Excerpted text:

By a ring I mean a $\mathbb{Z}$-module $A$ equipped with a binary operation $*:A\times A\rightarrow A$ that is $\mathbb{Z}$-bilinear and denoted by $(x,y)\mapsto xy$.

Let $A$ be a ring.

  1. $A$ is said to be right alternative if $(xy)y=x(yy)$ for any $x,y\in A$.

  2. $A$ is said to be left alternative if $(xx)y=x(xy)$ for any $x,y\in A$.

  3. $A$ is said to be flexible if $(xy)x=x(yx)$ for any $x,y\in A$.

I know that, if we assume two of the properties above, then the remaining property holds.

A ring is said to be alternative if all three properties above hold.

However, I do not know an easy example of a right alternative ring that is not alternative.

Of course I can try the free right alternative ring, but are there easier examples? There is another very complicated example, provided by Mikheev in the article Simple Right Alternative Rings, that is a simple right alternative ring that is not alternative.

I know that every right alternative ring is power-associative, where a ring $A$ is said to be power-associative if for every $x\in A$ the subring $A(x)$ generated by $x$ is associative. Therefore, in a power-associative ring, we can define powers of an element as usual.

I know that, by a result from Mikheev, a right alternative ring satisfies the identity $(x,x,y)^4=0$, where $(x,y,z)$ stands for $(xy)z-x(yz)$. In particular, every right alternative ring without nonzero nilpotent elements is alternative.

Recorded information:
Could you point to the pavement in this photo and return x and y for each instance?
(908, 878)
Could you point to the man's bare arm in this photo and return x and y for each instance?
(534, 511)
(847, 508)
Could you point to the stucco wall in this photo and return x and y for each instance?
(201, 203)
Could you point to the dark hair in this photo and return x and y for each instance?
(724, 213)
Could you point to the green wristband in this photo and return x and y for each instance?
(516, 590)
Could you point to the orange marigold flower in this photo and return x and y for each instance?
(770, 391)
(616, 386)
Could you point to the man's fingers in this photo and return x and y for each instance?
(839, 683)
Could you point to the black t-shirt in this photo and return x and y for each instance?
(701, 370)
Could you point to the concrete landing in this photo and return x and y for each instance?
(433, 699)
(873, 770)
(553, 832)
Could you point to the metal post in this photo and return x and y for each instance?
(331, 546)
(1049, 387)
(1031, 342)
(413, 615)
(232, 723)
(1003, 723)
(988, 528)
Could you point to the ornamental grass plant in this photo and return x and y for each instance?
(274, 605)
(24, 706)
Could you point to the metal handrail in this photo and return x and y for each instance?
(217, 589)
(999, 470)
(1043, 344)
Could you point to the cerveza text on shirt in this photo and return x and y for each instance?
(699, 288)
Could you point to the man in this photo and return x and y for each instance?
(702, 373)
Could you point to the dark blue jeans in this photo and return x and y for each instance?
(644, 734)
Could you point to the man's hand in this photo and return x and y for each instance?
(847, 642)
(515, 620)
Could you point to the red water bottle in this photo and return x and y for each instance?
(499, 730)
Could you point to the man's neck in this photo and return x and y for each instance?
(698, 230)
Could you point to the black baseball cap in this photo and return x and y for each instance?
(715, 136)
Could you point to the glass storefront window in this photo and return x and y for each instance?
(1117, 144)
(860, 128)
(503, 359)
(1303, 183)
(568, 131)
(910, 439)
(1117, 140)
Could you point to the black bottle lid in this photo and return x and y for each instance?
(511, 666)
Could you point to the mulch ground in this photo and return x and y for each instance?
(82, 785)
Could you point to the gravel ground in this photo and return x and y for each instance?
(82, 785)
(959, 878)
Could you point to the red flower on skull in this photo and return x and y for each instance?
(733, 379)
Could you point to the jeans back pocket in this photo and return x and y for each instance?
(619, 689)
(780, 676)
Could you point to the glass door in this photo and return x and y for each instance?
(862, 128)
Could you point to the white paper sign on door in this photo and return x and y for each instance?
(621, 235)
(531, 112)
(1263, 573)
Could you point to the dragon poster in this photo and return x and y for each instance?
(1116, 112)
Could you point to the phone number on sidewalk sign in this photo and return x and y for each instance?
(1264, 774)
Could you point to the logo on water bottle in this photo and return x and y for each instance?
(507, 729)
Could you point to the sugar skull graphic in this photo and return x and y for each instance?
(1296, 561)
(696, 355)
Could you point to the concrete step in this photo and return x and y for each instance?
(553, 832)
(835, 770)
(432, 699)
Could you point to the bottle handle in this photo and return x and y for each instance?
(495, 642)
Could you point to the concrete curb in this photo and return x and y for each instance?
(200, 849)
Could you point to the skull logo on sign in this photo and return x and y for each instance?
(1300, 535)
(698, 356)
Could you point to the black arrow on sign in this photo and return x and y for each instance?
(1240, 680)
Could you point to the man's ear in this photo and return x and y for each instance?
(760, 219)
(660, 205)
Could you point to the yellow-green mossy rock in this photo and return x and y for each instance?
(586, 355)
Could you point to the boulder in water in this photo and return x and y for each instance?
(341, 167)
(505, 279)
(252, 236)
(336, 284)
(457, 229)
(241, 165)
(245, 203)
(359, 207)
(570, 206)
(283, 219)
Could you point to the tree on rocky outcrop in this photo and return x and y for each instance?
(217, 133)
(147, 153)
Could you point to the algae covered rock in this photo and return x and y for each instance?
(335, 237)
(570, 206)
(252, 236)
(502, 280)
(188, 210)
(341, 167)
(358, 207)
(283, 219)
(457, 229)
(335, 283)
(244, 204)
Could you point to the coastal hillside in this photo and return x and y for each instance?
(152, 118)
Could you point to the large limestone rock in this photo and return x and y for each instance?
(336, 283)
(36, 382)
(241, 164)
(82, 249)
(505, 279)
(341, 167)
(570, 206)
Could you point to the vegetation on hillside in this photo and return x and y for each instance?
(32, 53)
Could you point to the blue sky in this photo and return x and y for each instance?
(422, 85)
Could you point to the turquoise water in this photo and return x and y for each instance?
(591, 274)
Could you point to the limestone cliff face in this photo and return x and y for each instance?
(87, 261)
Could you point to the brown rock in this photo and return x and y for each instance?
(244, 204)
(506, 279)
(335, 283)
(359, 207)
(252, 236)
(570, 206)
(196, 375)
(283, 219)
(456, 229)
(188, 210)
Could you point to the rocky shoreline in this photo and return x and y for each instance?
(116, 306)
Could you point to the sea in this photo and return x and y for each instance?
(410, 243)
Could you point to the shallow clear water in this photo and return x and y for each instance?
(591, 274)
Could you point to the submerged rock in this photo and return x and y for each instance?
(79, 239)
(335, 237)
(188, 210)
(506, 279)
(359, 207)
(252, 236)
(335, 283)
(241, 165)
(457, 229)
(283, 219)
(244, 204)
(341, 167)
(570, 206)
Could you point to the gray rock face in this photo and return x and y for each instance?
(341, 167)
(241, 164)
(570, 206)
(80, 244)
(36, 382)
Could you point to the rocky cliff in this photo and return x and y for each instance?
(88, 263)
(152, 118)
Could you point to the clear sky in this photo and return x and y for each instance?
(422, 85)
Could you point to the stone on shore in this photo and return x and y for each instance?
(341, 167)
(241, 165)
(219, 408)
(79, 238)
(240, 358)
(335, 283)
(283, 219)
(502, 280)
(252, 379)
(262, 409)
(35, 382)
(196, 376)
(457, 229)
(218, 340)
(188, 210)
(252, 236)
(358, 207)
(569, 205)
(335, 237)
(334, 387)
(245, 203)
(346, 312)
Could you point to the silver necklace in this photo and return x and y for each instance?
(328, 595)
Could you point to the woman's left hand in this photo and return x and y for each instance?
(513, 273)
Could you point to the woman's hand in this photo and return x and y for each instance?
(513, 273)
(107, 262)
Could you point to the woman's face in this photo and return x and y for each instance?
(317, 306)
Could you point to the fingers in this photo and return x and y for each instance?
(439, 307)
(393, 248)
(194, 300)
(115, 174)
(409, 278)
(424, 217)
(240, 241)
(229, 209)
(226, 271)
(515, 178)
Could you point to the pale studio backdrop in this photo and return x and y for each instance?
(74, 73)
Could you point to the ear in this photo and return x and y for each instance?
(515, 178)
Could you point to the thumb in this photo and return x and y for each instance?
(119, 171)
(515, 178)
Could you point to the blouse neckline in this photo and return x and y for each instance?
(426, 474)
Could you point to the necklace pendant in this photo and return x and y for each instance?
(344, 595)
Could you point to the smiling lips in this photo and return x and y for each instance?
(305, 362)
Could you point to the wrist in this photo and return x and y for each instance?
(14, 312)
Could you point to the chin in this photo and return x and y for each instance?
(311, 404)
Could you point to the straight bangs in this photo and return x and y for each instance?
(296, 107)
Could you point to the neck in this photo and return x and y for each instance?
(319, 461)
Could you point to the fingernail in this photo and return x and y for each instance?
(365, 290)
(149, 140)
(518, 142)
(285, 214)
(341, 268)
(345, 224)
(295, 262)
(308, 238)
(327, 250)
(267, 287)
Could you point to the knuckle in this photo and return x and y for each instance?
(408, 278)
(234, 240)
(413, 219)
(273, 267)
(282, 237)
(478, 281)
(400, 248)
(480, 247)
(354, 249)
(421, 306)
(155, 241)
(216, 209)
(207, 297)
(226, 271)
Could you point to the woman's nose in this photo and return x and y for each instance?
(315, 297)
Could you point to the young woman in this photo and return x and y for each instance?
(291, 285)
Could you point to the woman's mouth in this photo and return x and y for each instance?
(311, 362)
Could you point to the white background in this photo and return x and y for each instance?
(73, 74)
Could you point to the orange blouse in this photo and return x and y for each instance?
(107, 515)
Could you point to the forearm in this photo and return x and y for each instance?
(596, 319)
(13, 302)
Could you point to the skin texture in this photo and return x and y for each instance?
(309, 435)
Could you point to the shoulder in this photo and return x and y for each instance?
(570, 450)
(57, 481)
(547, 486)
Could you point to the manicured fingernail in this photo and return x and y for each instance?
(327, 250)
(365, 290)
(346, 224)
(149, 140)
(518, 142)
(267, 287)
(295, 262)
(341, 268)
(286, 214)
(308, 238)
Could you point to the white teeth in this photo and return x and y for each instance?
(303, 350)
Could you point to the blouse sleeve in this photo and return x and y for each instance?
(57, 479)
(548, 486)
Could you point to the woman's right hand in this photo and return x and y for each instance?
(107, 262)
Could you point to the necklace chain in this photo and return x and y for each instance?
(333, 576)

What you will do:
**A)** Answer these questions about the text on right alternative rings, one line each:
(i) What identity makes a ring flexible?
(ii) When is a ring called power-associative?
(iii) What identity does every right alternative ring satisfy, by the result from Mikheev?
**B)** Summarize the text on right alternative rings in two sentences.

Solutions:
**A)**
(i) $(xy)x=x(yx)$ for any $x,y\in A$.
(ii) When, for every $x\in A$, the subring $A(x)$ generated by $x$ is associative.
(iii) $(x,x,y)^4=0$, where $(x,y,z)$ stands for $(xy)z-x(yz)$.

**B)** The text defines right alternative, left alternative and flexible rings, notes that any two of these properties give the third, and calls a ring alternative when all three hold. The writer knows that every right alternative ring is power-associative and satisfies $(x,x,y)^4=0$, but wants an example of a right alternative ring that is not alternative and is easier than the free right alternative ring or Mikheev's very complicated simple one.